## start
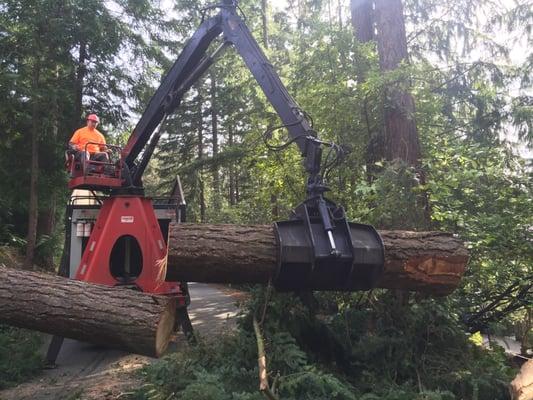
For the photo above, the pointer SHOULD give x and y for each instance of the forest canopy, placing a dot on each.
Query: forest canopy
(430, 101)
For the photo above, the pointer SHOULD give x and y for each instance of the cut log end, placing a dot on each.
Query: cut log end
(431, 262)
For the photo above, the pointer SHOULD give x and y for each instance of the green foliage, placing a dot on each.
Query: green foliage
(19, 355)
(368, 350)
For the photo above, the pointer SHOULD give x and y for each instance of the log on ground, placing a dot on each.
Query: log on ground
(114, 317)
(431, 262)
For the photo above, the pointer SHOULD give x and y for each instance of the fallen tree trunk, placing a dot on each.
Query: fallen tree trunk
(432, 262)
(118, 318)
(521, 388)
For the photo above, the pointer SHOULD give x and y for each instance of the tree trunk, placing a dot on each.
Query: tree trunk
(362, 20)
(400, 140)
(264, 18)
(232, 200)
(113, 317)
(78, 84)
(521, 388)
(431, 262)
(214, 136)
(199, 117)
(31, 238)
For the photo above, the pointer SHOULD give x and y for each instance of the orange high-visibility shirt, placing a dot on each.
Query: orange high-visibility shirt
(85, 135)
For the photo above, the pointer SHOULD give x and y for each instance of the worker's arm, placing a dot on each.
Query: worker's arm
(103, 143)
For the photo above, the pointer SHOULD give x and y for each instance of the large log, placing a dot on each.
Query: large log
(118, 318)
(432, 262)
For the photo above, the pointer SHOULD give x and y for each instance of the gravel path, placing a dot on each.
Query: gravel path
(86, 371)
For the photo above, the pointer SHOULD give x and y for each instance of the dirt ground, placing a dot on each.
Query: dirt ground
(86, 371)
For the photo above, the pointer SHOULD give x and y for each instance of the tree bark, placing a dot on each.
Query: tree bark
(214, 136)
(521, 388)
(200, 129)
(232, 199)
(401, 136)
(264, 20)
(118, 318)
(78, 84)
(432, 262)
(31, 238)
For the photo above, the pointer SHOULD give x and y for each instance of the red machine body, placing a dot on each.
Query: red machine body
(126, 247)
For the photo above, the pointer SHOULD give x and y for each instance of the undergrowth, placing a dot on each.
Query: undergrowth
(358, 351)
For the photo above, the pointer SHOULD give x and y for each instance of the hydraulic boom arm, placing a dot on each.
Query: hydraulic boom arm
(318, 246)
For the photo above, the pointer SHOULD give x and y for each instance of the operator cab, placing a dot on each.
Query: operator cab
(92, 174)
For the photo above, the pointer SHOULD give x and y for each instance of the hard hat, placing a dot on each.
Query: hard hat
(93, 117)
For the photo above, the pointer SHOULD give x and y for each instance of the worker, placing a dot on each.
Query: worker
(89, 142)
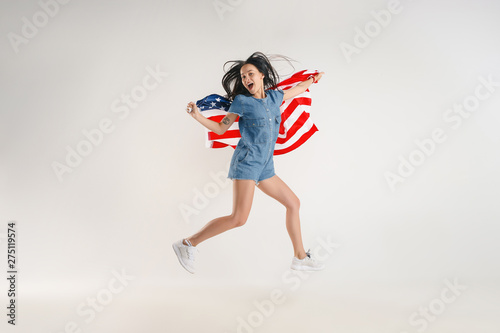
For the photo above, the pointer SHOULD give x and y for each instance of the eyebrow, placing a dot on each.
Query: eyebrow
(250, 70)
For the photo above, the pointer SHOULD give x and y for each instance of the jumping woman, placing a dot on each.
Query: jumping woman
(247, 85)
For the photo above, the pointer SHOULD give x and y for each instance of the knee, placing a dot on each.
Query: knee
(238, 221)
(293, 204)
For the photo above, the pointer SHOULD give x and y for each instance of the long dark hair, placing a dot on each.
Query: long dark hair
(232, 79)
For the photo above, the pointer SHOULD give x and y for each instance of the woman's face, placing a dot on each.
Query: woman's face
(252, 79)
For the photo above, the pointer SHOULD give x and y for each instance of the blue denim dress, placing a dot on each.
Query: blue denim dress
(259, 125)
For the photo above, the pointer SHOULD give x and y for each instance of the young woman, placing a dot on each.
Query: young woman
(246, 84)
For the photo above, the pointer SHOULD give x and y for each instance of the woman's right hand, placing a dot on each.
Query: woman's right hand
(195, 111)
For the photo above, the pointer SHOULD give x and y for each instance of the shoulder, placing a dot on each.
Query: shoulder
(276, 95)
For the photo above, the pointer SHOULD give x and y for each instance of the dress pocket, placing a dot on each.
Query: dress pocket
(242, 154)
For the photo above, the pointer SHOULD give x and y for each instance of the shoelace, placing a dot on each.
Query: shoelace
(308, 256)
(191, 252)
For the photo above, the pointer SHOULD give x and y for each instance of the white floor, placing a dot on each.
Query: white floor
(294, 306)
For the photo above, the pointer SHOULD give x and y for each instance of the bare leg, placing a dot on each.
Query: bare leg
(277, 189)
(243, 191)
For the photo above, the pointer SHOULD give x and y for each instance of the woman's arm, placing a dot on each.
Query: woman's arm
(301, 87)
(218, 128)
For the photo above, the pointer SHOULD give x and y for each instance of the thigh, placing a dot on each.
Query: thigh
(243, 191)
(279, 190)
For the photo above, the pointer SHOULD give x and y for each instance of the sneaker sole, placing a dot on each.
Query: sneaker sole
(178, 254)
(307, 269)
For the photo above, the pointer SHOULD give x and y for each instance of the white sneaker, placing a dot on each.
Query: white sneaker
(306, 264)
(186, 255)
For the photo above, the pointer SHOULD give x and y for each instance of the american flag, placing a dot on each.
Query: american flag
(296, 125)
## end
SET EXERCISE:
Copy out every line of the items above word for word, leaving out the pictures.

TASK RESPONSE:
For the photo above, the pointer SHOULD give x and y for each instance of the forest canopy, placing a dot on each.
Query: forest canopy
(430, 101)
For the photo above, the pointer SHOULD give x and y for each instance of the cut log end, placing a dot on each.
Query: cut log end
(431, 262)
For the photo above, the pointer SHOULD give x and y for each instance of the green foliage, placing a dot on each.
Query: green foliage
(19, 355)
(368, 350)
For the photo above, the pointer SHOULD give x and y for each instance of the log on ground, placing a dot on each.
Query: log on ground
(114, 317)
(431, 262)
For the photo above, the pointer SHOULD give x and y for each instance of the fallen tree trunk, placing a dot on each.
Query: fallen tree trunk
(432, 262)
(118, 318)
(521, 388)
For the photo above, the pointer SHOULD give x and y for each instance of the tree trunk, placing a dot on each.
Query: tree trunk
(362, 20)
(400, 140)
(264, 18)
(232, 200)
(113, 317)
(78, 84)
(521, 388)
(431, 262)
(214, 136)
(199, 117)
(31, 238)
For the photo above, the pointer SHOULD give x and y for each instance of the orange high-visibility shirt, placing a dot on each.
Query: orange high-visibility shirt
(85, 135)
For the photo above, the pointer SHOULD give x and y for each instance of the worker's arm, placing a dot on each.
Query: worker's arm
(103, 143)
For the photo above, the pointer SHOULD give x and y for each instance of the large log, placing a dot on each.
Query: large log
(118, 318)
(432, 262)
For the photo above, the pointer SHOULD give x and y for each instance of the gravel path, placing a dot on each.
Query: gravel path
(86, 371)
For the photo above, the pointer SHOULD give x and y for each instance of the dirt ground, placing a dot on each.
Query: dirt ground
(86, 371)
For the photo above, the pointer SHOULD give x and y for each instance of the tree bark, placing a dot on each.
Query: tree bark
(214, 136)
(521, 388)
(200, 129)
(232, 199)
(401, 136)
(264, 20)
(118, 318)
(78, 84)
(432, 262)
(31, 238)
For the photo above, the pointer SHOULD give x and y for each instance of the red machine body, placing a dot on each.
Query: red machine body
(126, 247)
For the photo above, the pointer SHOULD give x and y for each instance of the undergrowth, placing a dot on each.
Query: undergrowth
(358, 351)
For the photo above, the pointer SHOULD give x and y for each instance of the hydraulic boom arm, placing a dot on each.
Query: hydraulic boom arm
(318, 246)
For the photo above, the pointer SHOULD give x and y for each instance of the operator cab, placing a dot on each.
Query: operator cab
(92, 174)
For the photo above, the pointer SHOULD give x and y for each instance of the hard hat, placing a dot on each.
Query: hard hat
(93, 117)
For the photo above, the pointer SHOULD give x and y for each instance of the worker, placing a dot on each.
Query: worker
(89, 142)
For the photo above, the pointer SHOULD give x and y for each instance of the eyebrow, placing a dot on each.
Query: eyebrow
(250, 70)
For the photo above, the pointer SHOULD give x and y for each instance of the jumping woman, placing a dot on each.
Query: jumping woman
(247, 85)
For the photo above, the pointer SHOULD give x and y for each instance of the knee, placing a dot on each.
Query: knee
(238, 221)
(293, 204)
For the photo above, the pointer SHOULD give x and y for each instance of the long dark hair, placing a dot on each.
Query: long dark hair
(232, 79)
For the photo above, the pointer SHOULD give x and y for each instance of the woman's face, placing a dot on each.
Query: woman's face
(252, 79)
For the photo above, the pointer SHOULD give x and y for each instance of the blue denim dress, placing a dot on each.
Query: blue denim dress
(259, 125)
For the photo above, the pointer SHOULD give x and y for each instance of the young woman, placing a dot on each.
Query: young woman
(246, 84)
For the photo above, the pointer SHOULD give x and y for each instance of the woman's right hand, placing a dot on each.
Query: woman's right hand
(195, 111)
For the photo above, the pointer SHOULD give x and y for each instance of the shoulder, placing a dot on each.
Query: shoulder
(276, 95)
For the photo above, the pointer SHOULD give x and y for each instance of the dress pocket, placing a dot on each.
Query: dress pocket
(242, 154)
For the photo above, the pointer SHOULD give x and y for each instance of the shoelace, placing a dot on each.
Query: shoelace
(308, 256)
(191, 252)
For the photo above, the pointer SHOULD give x and y for each instance of the white floor, placing a dot on each.
Query: white floor
(294, 306)
For the photo above, the pointer SHOULD give x and y for each instance of the bare leg, placing a dot on each.
Query: bare leg
(277, 189)
(243, 191)
For the photo above, the pointer SHOULD give x and y for each instance of the woman's arm, placing a dot on each.
Query: woman's arm
(301, 87)
(218, 128)
For the photo above, the pointer SHOULD give x and y for each instance of the thigh, placing a dot on each.
Query: thigh
(243, 191)
(279, 190)
For the photo above, the pointer SHOULD give x and y for each instance of the sneaker sole, placing a dot on each.
Query: sneaker sole
(178, 254)
(307, 269)
For the photo above, the pointer SHOULD give x and y for each instance of the white sneaker, placing a dot on each.
Query: white sneaker
(306, 264)
(186, 255)
For the photo above, the pointer SHOULD give x and y for each instance of the american flag, placing a dot on each.
Query: american flag
(296, 125)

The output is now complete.